**TEXT FOR ANALYSIS**
= Karachi Institute of Radiotherapy and Nuclear Medicine =

Cancer hospital in Karachi, Pakistan

The Karachi Institute of Radiotherapy and Nuclear Medicine (KIRAN) is a cancer hospital in Karachi, Pakistan under the administrative control of the Pakistan Atomic Energy Commission. KIRAN is one of nineteen medical centers in Pakistan providing patients access to diagnostic and treatment facilities either free of charge or at subsidized rates.

==Services==
KIRAN was initially planned to have state of the art radiotherapy facilities. Subsequently, oncology and chemotherapy facilities were established to provide services at low cost to poor cancer patients in Karachi and rural areas of Sindh and Baluchistan. The hospital currently provides services in clinical oncology, nuclear medicine, radiology, and pharmacy.

**PROBLEM DETAILS**
Pick up the text about the Karachi cancer hospital after its last sentence and continue it. The listing comes from a separate source and has no connection to the hospital text.

**INFORMATION SUPPLIED**
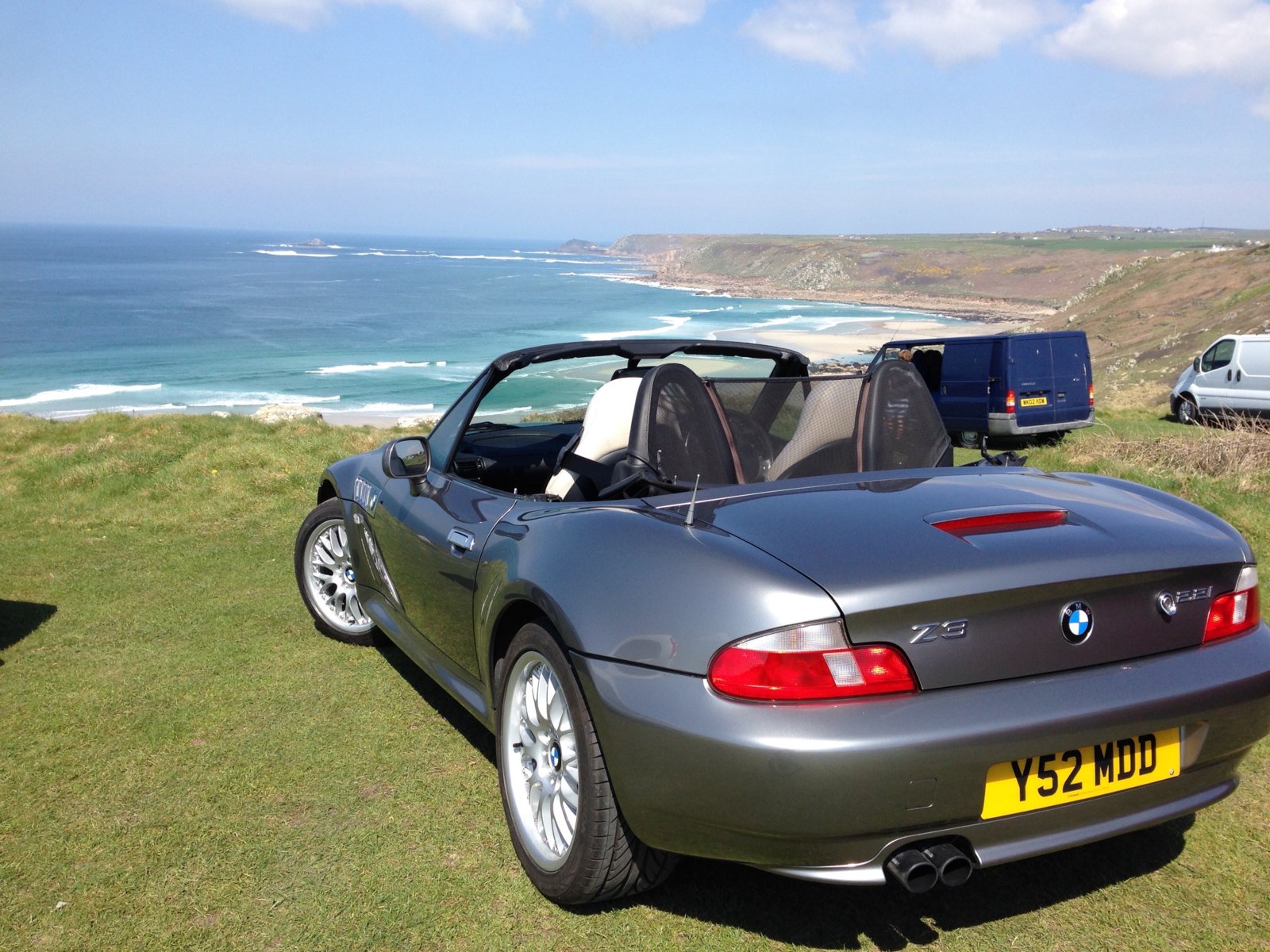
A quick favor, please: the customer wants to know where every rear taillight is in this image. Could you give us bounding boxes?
[1204,565,1261,643]
[709,622,917,701]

**TASK RESPONSE**
Besides conducting research on cancer diagnosis and biopsies, KIRAN organizes annual activities to mark World Cancer Day.

==Research==
From 2002 to 2006, a study was carried out to evaluate the benefits of scanning prostate cancer patients for a prostate specific antigen. Findings were published in the Journal of the Pakistan Medical Association.

==Treatment Charges==
The costs of treatment at KIRAN are lower than at other nuclear medicine centers in Karachi, such as the AKUH, Baqai Medical University, and Liaquat National Hospital.